** start of Excerpted records **

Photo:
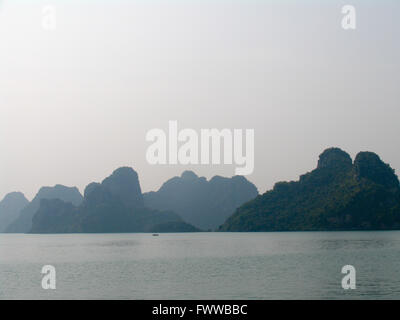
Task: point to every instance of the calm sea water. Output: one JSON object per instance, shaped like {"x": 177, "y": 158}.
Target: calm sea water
{"x": 298, "y": 265}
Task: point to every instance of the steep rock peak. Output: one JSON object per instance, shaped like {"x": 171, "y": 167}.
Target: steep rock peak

** end of Excerpted records **

*Instructions to follow*
Render every line of the material above as a Markdown table with the columns "Row" and "Line", numbering each row and skipping blank lines. Leave the pictures out of the table.

*Reply to the task*
| Row | Line |
|---|---|
| 1 | Photo: |
| 2 | Task: point to every instance of the calm sea water. Output: one JSON object per instance, shaped like {"x": 177, "y": 158}. |
| 3 | Target: calm sea water |
| 4 | {"x": 298, "y": 265} |
| 5 | Task: point to every instance of the steep rock peak. Output: one JSON object per instance, shaped like {"x": 171, "y": 167}. |
| 6 | Target: steep rock peak |